What is expected -
Across the entries that follow, count the lines with the string "blue" and reply with that count alone.

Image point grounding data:
○ ○ ○ ○

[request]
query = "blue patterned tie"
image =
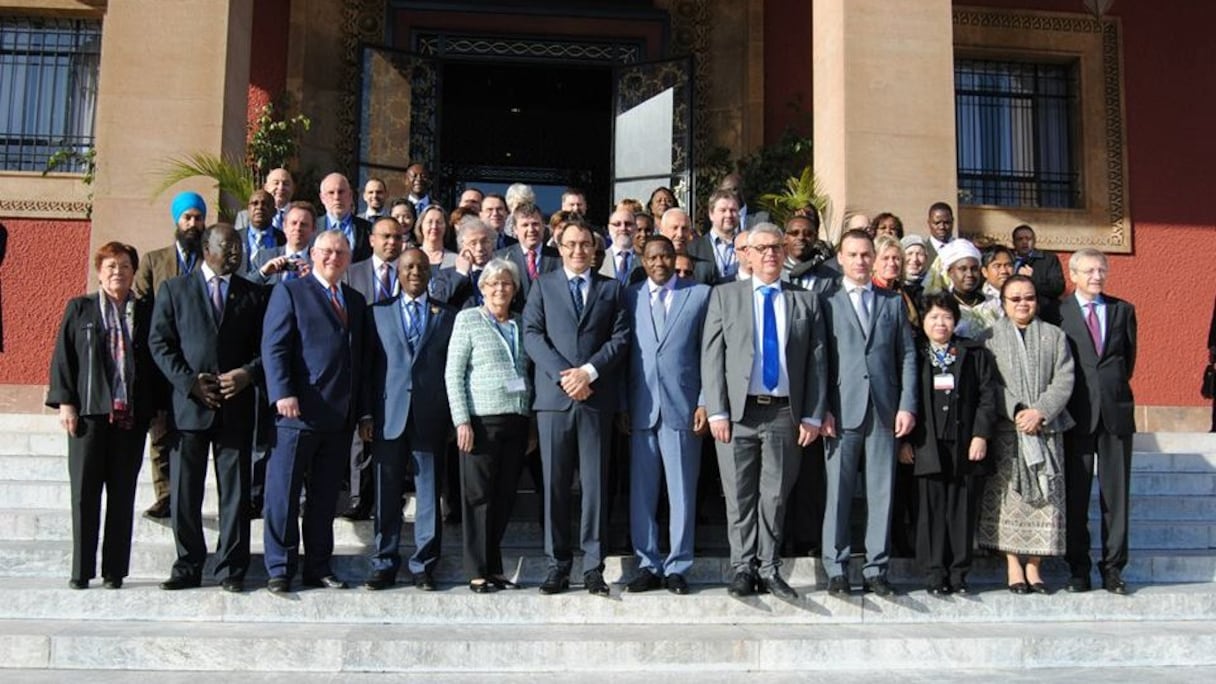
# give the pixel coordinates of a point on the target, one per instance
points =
(770, 349)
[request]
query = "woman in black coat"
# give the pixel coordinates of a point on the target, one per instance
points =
(101, 383)
(949, 444)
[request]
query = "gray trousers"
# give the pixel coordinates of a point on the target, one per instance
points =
(873, 444)
(759, 467)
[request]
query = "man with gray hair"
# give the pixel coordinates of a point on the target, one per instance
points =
(764, 373)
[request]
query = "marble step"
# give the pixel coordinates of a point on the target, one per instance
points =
(677, 649)
(528, 565)
(454, 605)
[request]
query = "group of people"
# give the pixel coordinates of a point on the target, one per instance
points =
(949, 385)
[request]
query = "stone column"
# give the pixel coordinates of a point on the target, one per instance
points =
(884, 107)
(174, 79)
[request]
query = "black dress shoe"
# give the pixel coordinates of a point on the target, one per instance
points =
(594, 581)
(175, 583)
(646, 581)
(327, 582)
(879, 587)
(555, 582)
(839, 586)
(676, 583)
(777, 587)
(158, 510)
(744, 584)
(1077, 584)
(1113, 582)
(380, 581)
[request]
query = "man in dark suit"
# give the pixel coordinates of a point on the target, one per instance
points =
(376, 280)
(189, 213)
(259, 237)
(339, 206)
(1043, 269)
(872, 401)
(766, 397)
(666, 415)
(406, 348)
(1102, 335)
(718, 246)
(576, 336)
(206, 334)
(311, 347)
(530, 254)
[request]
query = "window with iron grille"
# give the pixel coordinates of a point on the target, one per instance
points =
(48, 90)
(1015, 127)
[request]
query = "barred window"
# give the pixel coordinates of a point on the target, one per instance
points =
(1015, 125)
(48, 90)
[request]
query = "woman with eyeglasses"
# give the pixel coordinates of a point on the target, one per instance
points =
(1022, 513)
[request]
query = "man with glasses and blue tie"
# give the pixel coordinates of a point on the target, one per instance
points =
(764, 368)
(576, 335)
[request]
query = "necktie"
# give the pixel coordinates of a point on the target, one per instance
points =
(217, 298)
(337, 304)
(576, 296)
(532, 265)
(770, 349)
(659, 309)
(386, 285)
(1091, 321)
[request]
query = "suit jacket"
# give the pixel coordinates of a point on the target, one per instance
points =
(185, 341)
(877, 365)
(308, 353)
(728, 349)
(550, 259)
(664, 365)
(973, 411)
(556, 340)
(395, 373)
(1102, 388)
(79, 374)
(362, 228)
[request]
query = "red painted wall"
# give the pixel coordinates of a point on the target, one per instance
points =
(40, 273)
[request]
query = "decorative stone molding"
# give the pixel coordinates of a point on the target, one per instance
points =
(1096, 45)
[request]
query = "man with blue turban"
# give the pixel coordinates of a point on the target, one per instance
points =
(189, 212)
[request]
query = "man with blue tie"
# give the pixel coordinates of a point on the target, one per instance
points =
(206, 332)
(666, 415)
(406, 351)
(763, 373)
(576, 335)
(872, 401)
(311, 348)
(338, 200)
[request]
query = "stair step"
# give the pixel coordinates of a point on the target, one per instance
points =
(601, 648)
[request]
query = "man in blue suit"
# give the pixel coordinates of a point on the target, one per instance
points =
(406, 349)
(872, 399)
(311, 347)
(666, 415)
(576, 336)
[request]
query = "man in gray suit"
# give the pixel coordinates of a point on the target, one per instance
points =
(764, 371)
(872, 403)
(666, 415)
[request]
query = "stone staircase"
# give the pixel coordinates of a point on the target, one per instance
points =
(1165, 631)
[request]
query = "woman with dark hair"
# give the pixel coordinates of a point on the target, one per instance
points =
(102, 383)
(1023, 508)
(949, 446)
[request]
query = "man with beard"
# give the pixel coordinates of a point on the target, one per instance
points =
(189, 212)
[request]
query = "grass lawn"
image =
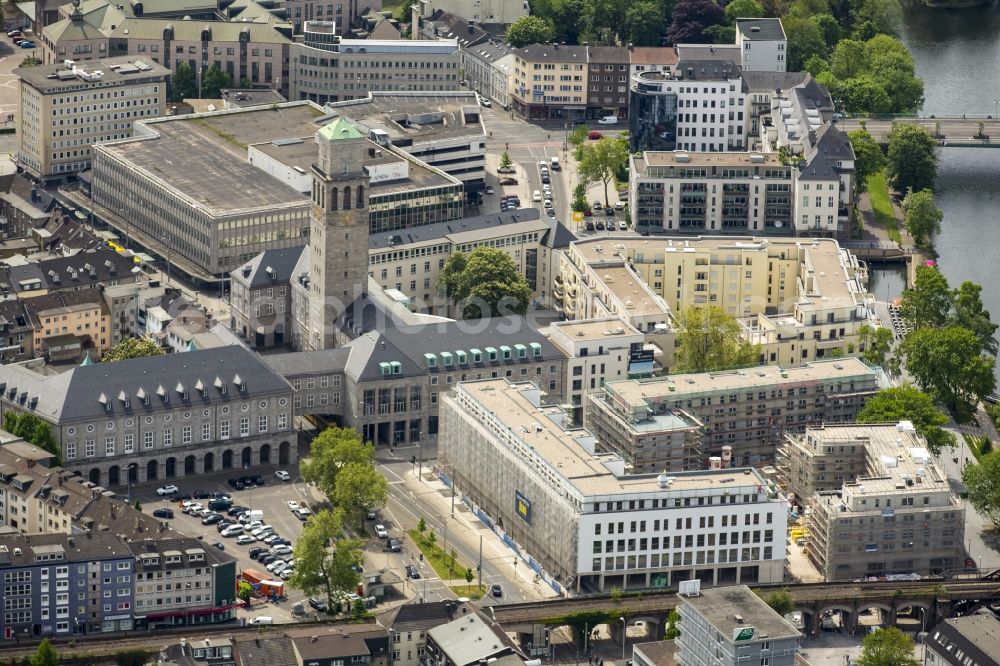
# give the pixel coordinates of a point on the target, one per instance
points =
(878, 192)
(436, 557)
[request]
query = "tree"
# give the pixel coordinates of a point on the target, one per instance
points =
(485, 283)
(887, 646)
(970, 314)
(643, 24)
(331, 451)
(530, 30)
(184, 85)
(876, 342)
(949, 365)
(45, 655)
(908, 403)
(34, 430)
(130, 348)
(930, 301)
(601, 160)
(213, 81)
(804, 39)
(912, 160)
(673, 619)
(744, 9)
(689, 20)
(359, 486)
(868, 156)
(922, 216)
(321, 569)
(780, 601)
(709, 339)
(982, 481)
(864, 94)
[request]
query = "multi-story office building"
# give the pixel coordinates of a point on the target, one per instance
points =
(598, 351)
(730, 626)
(898, 517)
(745, 412)
(389, 383)
(66, 107)
(164, 416)
(588, 523)
(550, 82)
(722, 193)
(800, 300)
(607, 81)
(59, 585)
(763, 45)
(182, 581)
(973, 640)
(255, 50)
(327, 68)
(444, 130)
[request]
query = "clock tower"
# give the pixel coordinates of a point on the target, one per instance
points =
(338, 234)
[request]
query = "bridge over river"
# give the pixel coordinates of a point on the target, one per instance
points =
(959, 132)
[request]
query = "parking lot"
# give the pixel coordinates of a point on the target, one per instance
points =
(270, 498)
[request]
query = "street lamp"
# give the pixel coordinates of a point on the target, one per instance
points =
(624, 633)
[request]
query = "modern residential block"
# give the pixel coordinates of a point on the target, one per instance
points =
(588, 523)
(745, 413)
(898, 517)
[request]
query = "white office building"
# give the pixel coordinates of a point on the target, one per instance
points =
(583, 521)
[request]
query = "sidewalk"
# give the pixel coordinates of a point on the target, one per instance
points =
(465, 527)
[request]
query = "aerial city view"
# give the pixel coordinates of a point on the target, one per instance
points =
(499, 332)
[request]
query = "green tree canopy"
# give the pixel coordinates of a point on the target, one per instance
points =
(213, 80)
(133, 348)
(530, 30)
(982, 480)
(922, 216)
(887, 646)
(321, 568)
(331, 451)
(970, 314)
(486, 283)
(32, 429)
(908, 403)
(868, 156)
(600, 160)
(949, 365)
(359, 487)
(930, 301)
(183, 85)
(45, 655)
(709, 339)
(912, 158)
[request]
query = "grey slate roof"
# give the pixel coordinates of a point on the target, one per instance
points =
(977, 636)
(75, 395)
(768, 29)
(282, 261)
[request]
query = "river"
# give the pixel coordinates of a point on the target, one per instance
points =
(958, 56)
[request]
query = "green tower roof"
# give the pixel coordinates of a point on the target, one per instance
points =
(340, 129)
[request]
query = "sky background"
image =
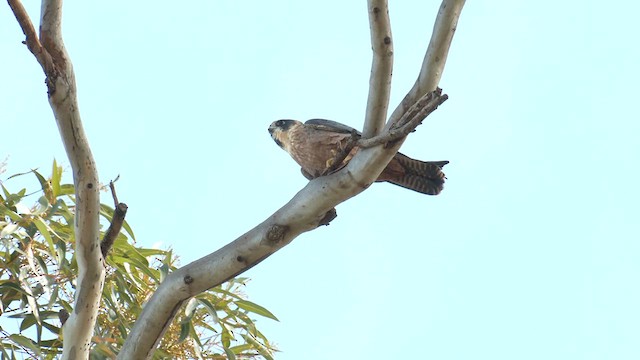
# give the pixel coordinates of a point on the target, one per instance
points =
(532, 250)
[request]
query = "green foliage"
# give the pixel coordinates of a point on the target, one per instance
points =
(38, 270)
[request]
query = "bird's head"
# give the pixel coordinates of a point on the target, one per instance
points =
(279, 131)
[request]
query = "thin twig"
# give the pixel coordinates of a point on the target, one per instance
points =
(381, 68)
(113, 191)
(336, 162)
(32, 41)
(409, 121)
(117, 221)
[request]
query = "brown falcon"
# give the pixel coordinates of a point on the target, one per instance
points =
(314, 145)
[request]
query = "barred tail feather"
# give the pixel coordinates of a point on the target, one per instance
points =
(422, 176)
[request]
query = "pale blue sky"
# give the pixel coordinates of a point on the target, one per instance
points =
(532, 250)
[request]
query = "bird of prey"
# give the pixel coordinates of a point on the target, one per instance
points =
(315, 143)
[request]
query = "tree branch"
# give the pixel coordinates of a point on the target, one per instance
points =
(381, 68)
(120, 211)
(32, 41)
(50, 52)
(409, 121)
(435, 57)
(302, 213)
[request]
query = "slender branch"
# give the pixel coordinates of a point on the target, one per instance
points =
(381, 68)
(49, 50)
(435, 57)
(120, 211)
(302, 213)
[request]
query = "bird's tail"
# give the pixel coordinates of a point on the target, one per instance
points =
(422, 176)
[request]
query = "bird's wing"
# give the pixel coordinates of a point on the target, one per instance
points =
(330, 125)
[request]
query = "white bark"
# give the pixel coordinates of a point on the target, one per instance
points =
(381, 68)
(306, 209)
(78, 329)
(435, 57)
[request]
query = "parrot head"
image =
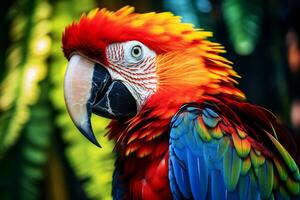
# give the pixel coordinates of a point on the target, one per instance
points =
(119, 61)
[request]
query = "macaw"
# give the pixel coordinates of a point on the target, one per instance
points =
(182, 129)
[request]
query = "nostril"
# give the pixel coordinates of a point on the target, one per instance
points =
(100, 83)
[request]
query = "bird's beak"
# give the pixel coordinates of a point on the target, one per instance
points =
(88, 87)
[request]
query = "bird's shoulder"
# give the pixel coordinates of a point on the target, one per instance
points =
(239, 146)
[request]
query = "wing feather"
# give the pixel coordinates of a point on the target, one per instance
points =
(214, 157)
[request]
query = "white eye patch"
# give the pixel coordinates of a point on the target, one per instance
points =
(135, 51)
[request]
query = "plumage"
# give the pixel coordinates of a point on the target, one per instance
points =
(193, 135)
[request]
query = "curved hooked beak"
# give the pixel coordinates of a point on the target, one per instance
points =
(88, 87)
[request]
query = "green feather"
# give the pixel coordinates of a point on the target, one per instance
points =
(223, 147)
(281, 170)
(293, 186)
(232, 167)
(286, 157)
(265, 175)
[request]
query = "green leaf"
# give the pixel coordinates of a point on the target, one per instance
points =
(243, 20)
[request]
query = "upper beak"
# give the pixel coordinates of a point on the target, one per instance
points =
(88, 87)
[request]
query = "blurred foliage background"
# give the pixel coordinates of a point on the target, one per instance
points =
(42, 155)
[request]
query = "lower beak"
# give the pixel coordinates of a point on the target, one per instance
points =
(88, 88)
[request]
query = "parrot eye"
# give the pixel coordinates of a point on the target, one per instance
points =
(136, 51)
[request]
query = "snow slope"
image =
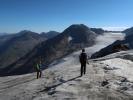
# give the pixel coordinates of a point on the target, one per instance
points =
(107, 78)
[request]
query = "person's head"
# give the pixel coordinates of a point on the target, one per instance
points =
(83, 50)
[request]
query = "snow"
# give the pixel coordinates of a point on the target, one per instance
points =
(124, 67)
(62, 81)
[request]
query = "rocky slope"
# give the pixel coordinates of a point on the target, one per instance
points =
(107, 78)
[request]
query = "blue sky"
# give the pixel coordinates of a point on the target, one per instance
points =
(45, 15)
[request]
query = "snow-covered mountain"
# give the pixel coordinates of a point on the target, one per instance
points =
(107, 78)
(72, 39)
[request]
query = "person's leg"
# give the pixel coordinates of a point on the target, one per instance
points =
(84, 68)
(81, 69)
(37, 74)
(40, 73)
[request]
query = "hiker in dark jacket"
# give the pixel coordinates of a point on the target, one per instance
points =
(38, 69)
(83, 60)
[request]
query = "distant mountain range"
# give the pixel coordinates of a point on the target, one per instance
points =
(125, 44)
(72, 39)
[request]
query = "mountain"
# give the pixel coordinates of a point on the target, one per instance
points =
(107, 78)
(125, 44)
(15, 46)
(72, 39)
(50, 34)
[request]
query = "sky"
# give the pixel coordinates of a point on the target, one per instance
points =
(46, 15)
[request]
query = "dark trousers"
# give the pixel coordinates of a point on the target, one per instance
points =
(83, 68)
(39, 74)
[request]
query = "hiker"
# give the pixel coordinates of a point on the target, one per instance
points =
(38, 67)
(83, 60)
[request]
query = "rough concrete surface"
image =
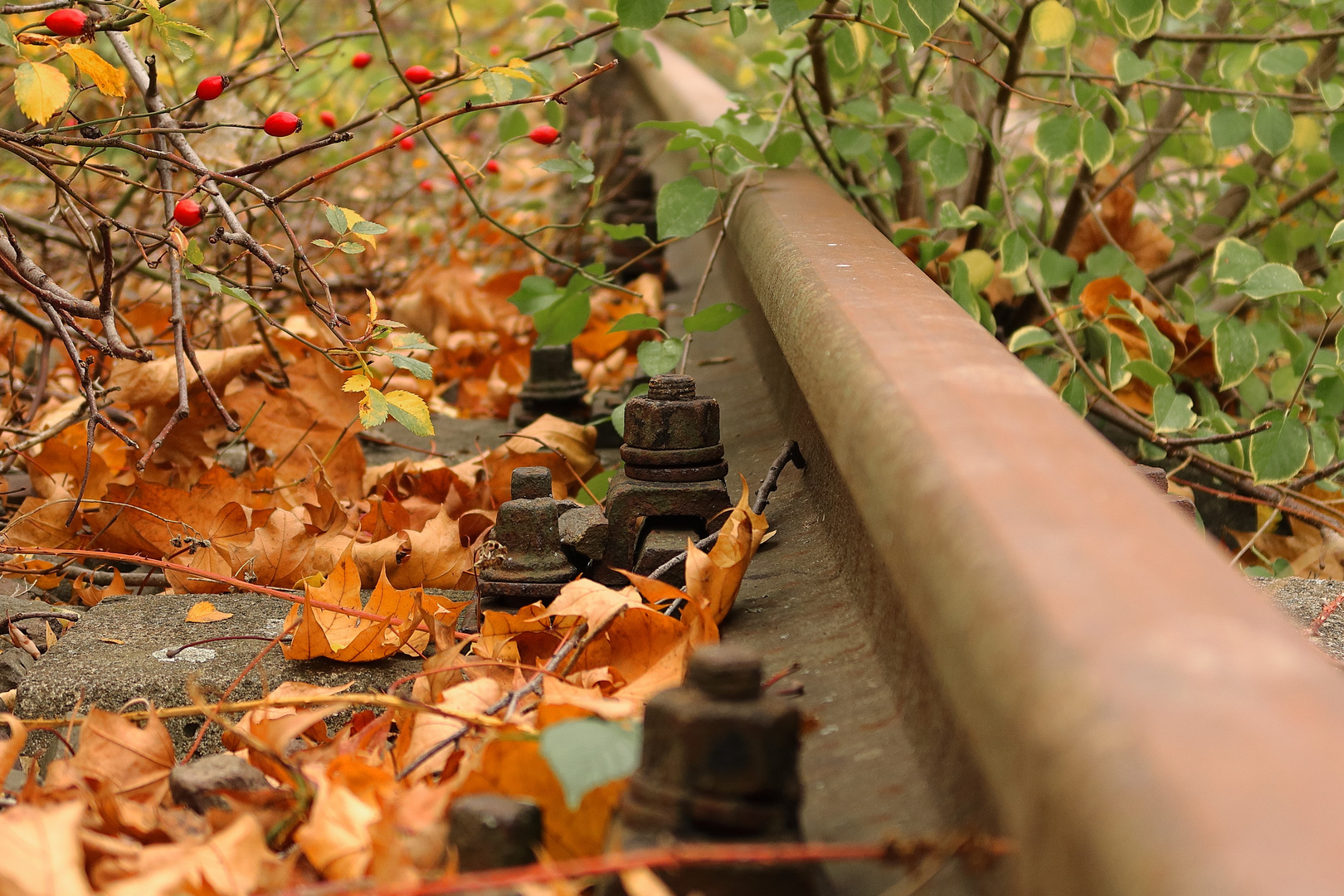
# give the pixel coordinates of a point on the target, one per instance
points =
(1303, 601)
(117, 655)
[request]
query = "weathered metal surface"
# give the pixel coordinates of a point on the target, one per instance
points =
(489, 830)
(583, 529)
(1144, 722)
(719, 763)
(530, 564)
(553, 386)
(672, 477)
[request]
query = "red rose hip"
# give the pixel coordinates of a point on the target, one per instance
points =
(187, 212)
(283, 124)
(543, 134)
(67, 23)
(212, 88)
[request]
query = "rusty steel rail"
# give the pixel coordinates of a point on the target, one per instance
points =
(1140, 719)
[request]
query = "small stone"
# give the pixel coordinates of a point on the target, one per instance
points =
(585, 531)
(14, 666)
(1157, 476)
(1183, 504)
(195, 783)
(489, 832)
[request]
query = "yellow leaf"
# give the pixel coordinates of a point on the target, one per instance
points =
(110, 80)
(206, 611)
(41, 90)
(410, 411)
(513, 73)
(1053, 24)
(353, 218)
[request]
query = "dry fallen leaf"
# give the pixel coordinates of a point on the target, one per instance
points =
(327, 633)
(42, 852)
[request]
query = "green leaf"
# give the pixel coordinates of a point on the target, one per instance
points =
(1273, 129)
(1280, 451)
(410, 411)
(737, 22)
(1116, 359)
(784, 149)
(1149, 373)
(1097, 144)
(533, 295)
(1159, 347)
(923, 17)
(1183, 10)
(1012, 254)
(620, 231)
(1337, 236)
(845, 47)
(1057, 137)
(1235, 353)
(641, 14)
(210, 281)
(659, 358)
(513, 124)
(1234, 261)
(1075, 395)
(1030, 338)
(559, 323)
(420, 370)
(635, 323)
(852, 143)
(1332, 95)
(1131, 67)
(1273, 280)
(791, 12)
(747, 149)
(1229, 128)
(619, 411)
(947, 162)
(713, 319)
(585, 754)
(336, 218)
(410, 340)
(684, 206)
(1057, 269)
(179, 49)
(1283, 61)
(1172, 411)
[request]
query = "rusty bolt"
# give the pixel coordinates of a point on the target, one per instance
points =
(489, 830)
(531, 483)
(719, 758)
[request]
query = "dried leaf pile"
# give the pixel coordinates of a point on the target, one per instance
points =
(522, 709)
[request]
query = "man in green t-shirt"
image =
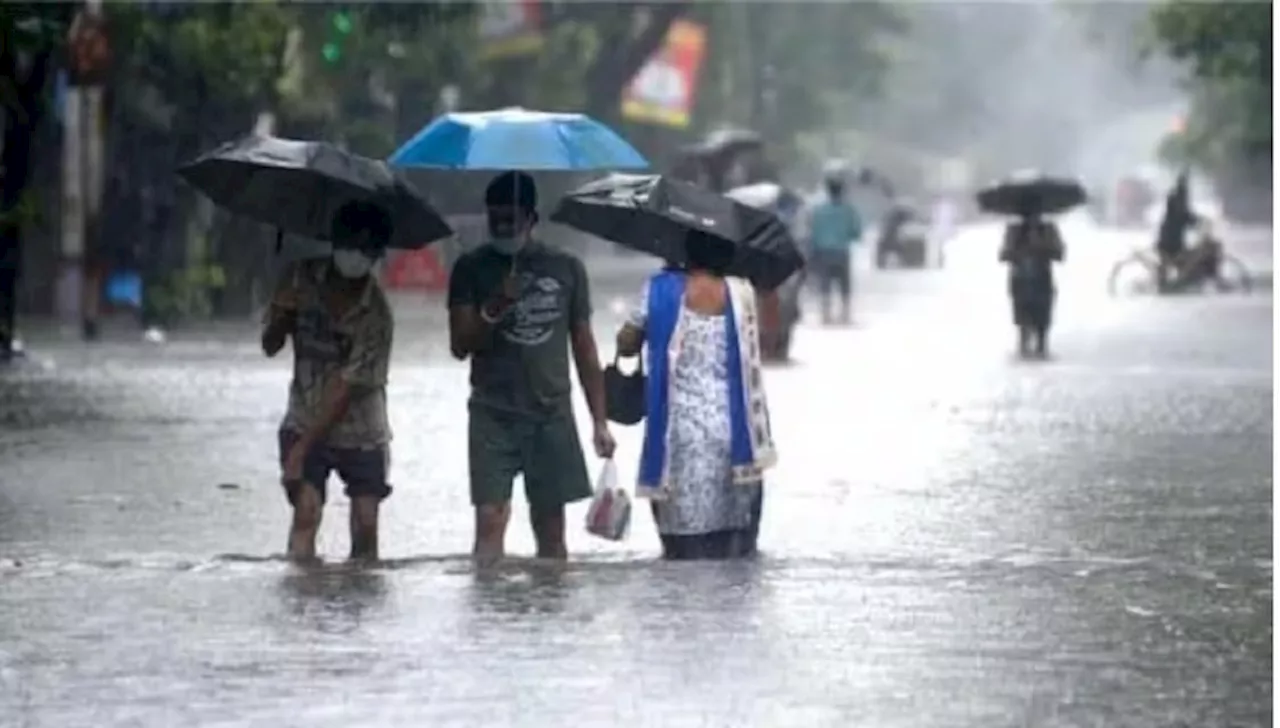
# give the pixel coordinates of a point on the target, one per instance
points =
(516, 308)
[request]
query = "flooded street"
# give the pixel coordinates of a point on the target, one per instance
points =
(952, 538)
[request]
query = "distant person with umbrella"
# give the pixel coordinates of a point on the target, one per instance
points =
(835, 228)
(332, 308)
(516, 308)
(1031, 247)
(707, 433)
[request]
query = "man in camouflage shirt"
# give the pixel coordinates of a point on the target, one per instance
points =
(341, 325)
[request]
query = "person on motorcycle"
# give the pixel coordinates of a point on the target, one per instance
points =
(1171, 236)
(899, 215)
(1032, 246)
(835, 228)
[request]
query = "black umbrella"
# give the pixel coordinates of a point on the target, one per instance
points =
(654, 214)
(1031, 193)
(727, 141)
(297, 187)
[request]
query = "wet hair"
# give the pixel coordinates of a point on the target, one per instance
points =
(512, 189)
(357, 216)
(704, 251)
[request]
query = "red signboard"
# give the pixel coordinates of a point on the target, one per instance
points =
(664, 88)
(415, 270)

○ ○ ○ ○

Expected output -
7